Dalam rangka mencermati hal tersebut, diperlukan suatu perumusan
kebijakan makroprudensial yang dapat menjembatani tujuan-tujuan mikro,
yaitu antara lain tercapainya kinerja keuangan bank umum di Indonesia
secara baik dan pada saat yang sama juga memberikan iklim yang kondusif
terhadap pertumbuhan ekonomi nasional, walaupun pada hakikatnya
kualitas aset suatu sistem perbankan akan sangat bergantung pada
kualitas pembangunan sistem perekonomian suatu negara secara jangka
panjang. Secara lebih luas, informasi yang dihasilkan dari penelitian ini
dapat digunakan sebagai materi pendukung bagi penyusunan kebijakan
pengembangan perbankan nasional dalam rangka menghadapi persaingan
baik di pasar domestik maupun internasional.
4
1.2 Tujuan Penelitian
Secara umum tujuan dari penelitian ini adalah:
1. Mempelajari faktor-faktor yang dominan memengaruhi tingkat
efisiensi operasional bank, terutama faktor suku bunga. Jenis suku
bunga yang dikaji adalah suku bunga dana pihak ketiga dan suku
bunga kredit.
2. Mempelajari pola pembentukan suku bunga bank-bank komersial di
Indonesia yang dikaitkan dengan struktur pasar perbankan.
1.3 Metodologi Pembahasan
Analisis yang dilakukan dalam kajian ini menggunakan beberapa
metodologi penelitian yang meliputi:
1. Analisis komparasi tingkat efisiensi lembaga perbankan nasional
dengan lembaga perbankan di negara-negara ASEAN. Perbandingan
dilakukan dengan menggunakan indikator persaingan dan efisiensi
operasi perbankan yang telah dipergunakan sebelumnya seperti
Boone Indicator.
2. Analisis indikator yang bersifat leading dalam pasar kredit dan
sumber dana bank dengan menggunakan uji Granger Causality.

+---+

**Daftar Tugas**
(A) Menurut kutipan ini, jenis suku bunga apa saja yang dikaji dalam penelitian tersebut?
(B) Tolong tulis ulang bagian kutipan dari "1.3 Metodologi Pembahasan" sampai "uji Granger Causality.", dengan menukar "ASEAN" menjadi "Asia Timur".
Materi di bawah ini tidak berperan sama sekali di sini.

**Informasi yang Diberikan**
+---+

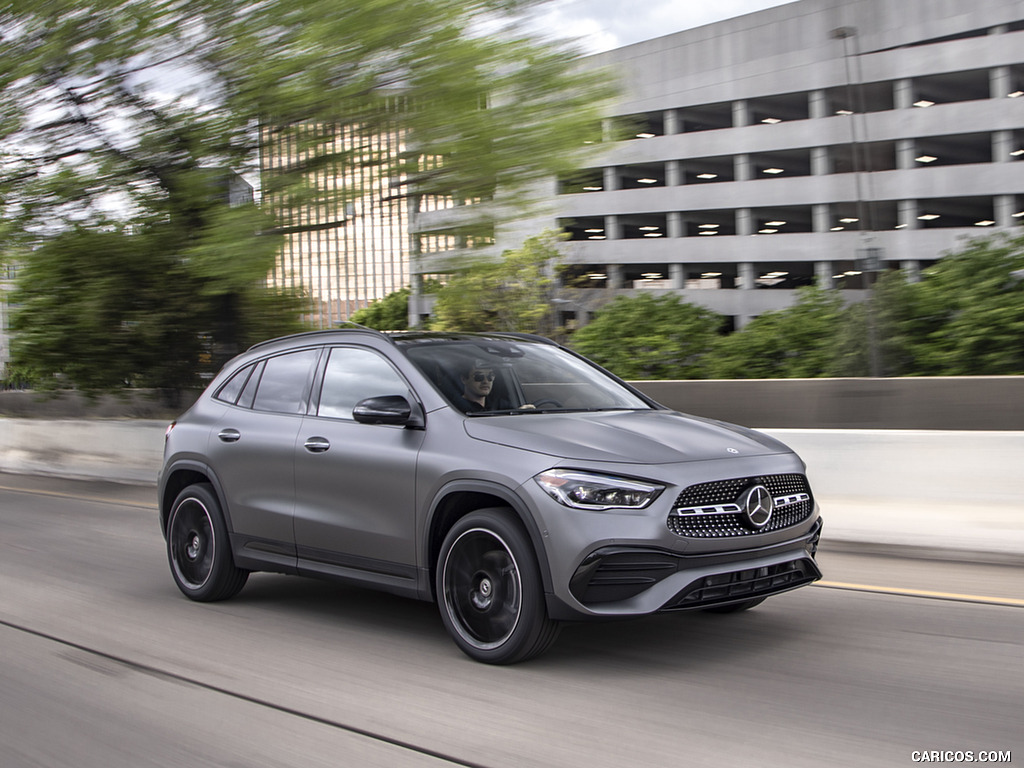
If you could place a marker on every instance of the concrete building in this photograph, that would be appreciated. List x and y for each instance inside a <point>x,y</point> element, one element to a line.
<point>340,254</point>
<point>810,142</point>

+---+

**Pembahasan Soal**
(A) Suku bunga dana pihak ketiga dan suku bunga kredit.

(B)
1.3 Metodologi Pembahasan
Analisis yang dilakukan dalam kajian ini menggunakan beberapa
metodologi penelitian yang meliputi:
1. Analisis komparasi tingkat efisiensi lembaga perbankan nasional
dengan lembaga perbankan di negara-negara Asia Timur. Perbandingan
dilakukan dengan menggunakan indikator persaingan dan efisiensi
operasi perbankan yang telah dipergunakan sebelumnya seperti
Boone Indicator.
2. Analisis indikator yang bersifat leading dalam pasar kredit dan
sumber dana bank dengan menggunakan uji Granger Causality.